In Re Gabaldon's Estate

This case presents the single question whether a marriage is of any validity in this state if effected only by present mutual consent of the parties, followed by cohabitation. Such relation is usually referred to as a common-law marriage. The question is not an easy one, and the court finds itself divided. All that can well be urged on the affirmative is embodied in the accompanying dissenting opinions.

If the common-law marriage, as such, has ever obtained legal standing here, it was on *Page 393 the occasion and by virtue of the sweeping statute of 1876: "In all the courts in this state the common law as recognized in the United States of America, shall be the rule of practice and decision." (Comp. St. 1929, § 34-101.)

Of this, later.

By great weight of American authority such a marriage is an institution of the common law which crossed the Atlantic with the colonists and became implanted here. By great weight of authority also, the ordinary state regulatory statutes, unless expressly so providing, have not made the common-law marriage void. This is held as a matter of statutory construction. The theory is that such statutes do not create a new right, merely regulate a prior existing right, and that violation of the regulations is attended by such consequences only as the statute prescribes. Thus far we readily agree with the minority.

Without questioning the soundness or wisdom of the decisions constituting this weight of authority, we reach a different conclusion because of the unique legal and social history of this state.

New Mexico was not an uninhabited territory or one occupied only by savages, colonized by an English speaking people, bringing their common law with them. The Americans invaded a foreign territory and conquered a civilized people. The American military commander, proclaiming a code of laws for the conquered territory and people, long before the peace, did not establish the common law. He declared that: "All laws heretofore in force in this territory, which are not repugnant to, or inconsistent with the constitution of the United States and the laws thereof, or the statute laws in force for the time being, shall be the rule of action and decision in this territory." Kearney Code, "Laws," § 1; C.L. 1897, p. 82, Revised Statutes and Laws 1865, p. 512.

* DATA LINES *
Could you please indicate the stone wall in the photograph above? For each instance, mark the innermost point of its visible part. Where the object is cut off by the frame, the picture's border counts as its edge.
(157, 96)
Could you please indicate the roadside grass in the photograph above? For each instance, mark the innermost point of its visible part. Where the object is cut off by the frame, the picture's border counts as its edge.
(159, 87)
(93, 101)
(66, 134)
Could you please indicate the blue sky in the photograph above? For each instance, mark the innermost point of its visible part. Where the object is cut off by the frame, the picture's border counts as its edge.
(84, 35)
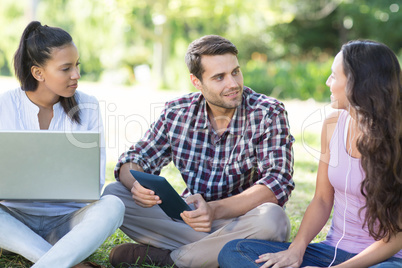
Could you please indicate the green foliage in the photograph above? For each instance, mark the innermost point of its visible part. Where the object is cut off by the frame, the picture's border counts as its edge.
(289, 79)
(285, 46)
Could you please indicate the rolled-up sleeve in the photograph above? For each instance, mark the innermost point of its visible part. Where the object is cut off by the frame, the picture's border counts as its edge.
(275, 156)
(152, 152)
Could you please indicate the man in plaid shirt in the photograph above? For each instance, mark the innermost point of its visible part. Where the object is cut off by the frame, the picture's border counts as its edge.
(233, 149)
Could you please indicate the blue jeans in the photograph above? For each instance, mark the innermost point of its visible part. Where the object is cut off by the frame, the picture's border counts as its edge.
(244, 252)
(60, 241)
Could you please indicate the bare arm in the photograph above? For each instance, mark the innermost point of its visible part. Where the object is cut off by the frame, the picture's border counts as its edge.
(377, 252)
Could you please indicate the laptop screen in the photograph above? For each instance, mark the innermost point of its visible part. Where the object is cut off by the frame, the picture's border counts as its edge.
(49, 166)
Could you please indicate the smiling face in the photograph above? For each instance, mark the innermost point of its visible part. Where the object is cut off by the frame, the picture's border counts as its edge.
(337, 82)
(59, 76)
(222, 83)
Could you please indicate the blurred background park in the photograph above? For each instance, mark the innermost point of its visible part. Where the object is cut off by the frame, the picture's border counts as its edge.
(132, 60)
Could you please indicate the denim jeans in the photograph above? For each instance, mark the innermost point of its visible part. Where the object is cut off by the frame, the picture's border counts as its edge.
(60, 241)
(244, 252)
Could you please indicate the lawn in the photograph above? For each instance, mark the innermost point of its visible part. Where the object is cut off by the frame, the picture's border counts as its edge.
(304, 177)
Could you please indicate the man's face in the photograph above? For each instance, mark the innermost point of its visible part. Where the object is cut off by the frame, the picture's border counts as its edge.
(222, 83)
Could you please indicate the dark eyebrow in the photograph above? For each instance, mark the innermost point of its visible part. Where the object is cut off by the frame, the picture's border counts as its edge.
(220, 74)
(216, 75)
(70, 63)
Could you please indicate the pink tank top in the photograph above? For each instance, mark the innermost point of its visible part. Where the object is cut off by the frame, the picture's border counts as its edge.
(346, 172)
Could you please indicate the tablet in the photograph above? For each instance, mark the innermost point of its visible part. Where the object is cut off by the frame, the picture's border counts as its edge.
(172, 203)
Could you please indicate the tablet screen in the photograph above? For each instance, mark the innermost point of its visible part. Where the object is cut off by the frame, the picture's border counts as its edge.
(172, 203)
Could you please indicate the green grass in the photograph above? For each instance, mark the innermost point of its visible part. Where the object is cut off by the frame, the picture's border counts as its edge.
(304, 176)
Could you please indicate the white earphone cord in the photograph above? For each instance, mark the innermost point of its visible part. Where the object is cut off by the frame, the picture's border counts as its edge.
(346, 187)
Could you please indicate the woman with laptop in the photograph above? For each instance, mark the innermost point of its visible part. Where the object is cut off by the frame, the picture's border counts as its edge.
(53, 234)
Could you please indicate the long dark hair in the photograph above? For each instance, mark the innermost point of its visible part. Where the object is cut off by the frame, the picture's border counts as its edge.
(35, 49)
(374, 90)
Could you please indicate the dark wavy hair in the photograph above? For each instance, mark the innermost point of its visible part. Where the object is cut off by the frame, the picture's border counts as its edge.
(374, 90)
(35, 49)
(206, 45)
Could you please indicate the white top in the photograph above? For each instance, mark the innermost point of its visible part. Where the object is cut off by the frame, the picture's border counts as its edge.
(17, 112)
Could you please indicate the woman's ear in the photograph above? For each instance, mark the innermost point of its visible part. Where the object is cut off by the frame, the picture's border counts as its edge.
(37, 73)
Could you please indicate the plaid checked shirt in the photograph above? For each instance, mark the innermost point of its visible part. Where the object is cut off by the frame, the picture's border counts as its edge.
(256, 148)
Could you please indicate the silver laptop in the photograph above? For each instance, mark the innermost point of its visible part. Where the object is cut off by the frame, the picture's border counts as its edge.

* YOUR TASKS *
**a)** From the court opinion on common-law marriage, reproduce everything from "Without questioning the" down to "of this state.".
**b)** Condense the paragraph of the court opinion on common-law marriage that begins "By great weight of American authority" into a short bulleted list that keeps its main points.
**c)** Continue the court opinion on common-law marriage, starting right after its last sentence.

* RESPONSES FOR EACH TASK *
**a)**
Without questioning the soundness or wisdom of the decisions constituting this weight of authority, we reach a different conclusion because of the unique legal and social history of this state.

**b)**
- Most American authority holds that common-law marriage is an institution of the common law that the colonists brought across the Atlantic.
- Most authority also holds that ordinary state regulatory statutes do not make such a marriage void unless they expressly say so.
- This conclusion rests on statutory construction: such statutes regulate a right that already existed rather than create a new one.
- Violating those regulations carries only the consequences the statute prescribes.
- The court agrees with the minority up to this point.

**c)**
As to matters of procedure, this was varied somewhat when the Organic Act (section 10) conferred on the courts "chancery as well as common-law jurisdiction." Browning v. Estate of Browning,3 N.M. 659, 9 P. 677. As to matters of substantive law, it gave way only to the general adoption of the common law, thirty years later.

In the meantime we were subject to that development of the civil law subsisting in the Spanish colonies, afterward in the Republic of Mexico, as modified by the Constitution and laws of the United States and by territorial statutes. Beals v. Ares,25 N.M. 459, 185 P. 780.

Affecting the subject of marriage, there intervened, in 1860, an act of the legislative assembly which we deem of controlling force. It provided: "It shall be lawful, valid and binding, to all intents and purposes, for those who may so desire, to solemnize the contract of matrimony by means of any ordained clergyman whatsoever, without regard to the sect to which he may belong, or by means of any civil magistrate." Comp. St. 1929 § 87-102.

The first thing to be noted about this statute is that it is not regulatory in its language or apparent intent. It requires nothing of the *Page 394 parties not before required. It seems to grant rights not understood to exist before. It cannot be read, in the light of historial facts, without gaining the impression that, in the belief of those who framed and passed it, the only valid marriage theretofore was one celebrated by a Roman Catholic priest.

Such may or may not have been the state of existing law. On that question, at this late time, we shall not assume to speak with assurance. But, in construing the statute, the manifest belief of the Legislature is nearly if not quite as important as the fact itself. The fact itself depends upon whether the Council of Trent (1563) had been proclaimed by the Spanish sovereign as effective in Mexico; a matter concerning which not all agree.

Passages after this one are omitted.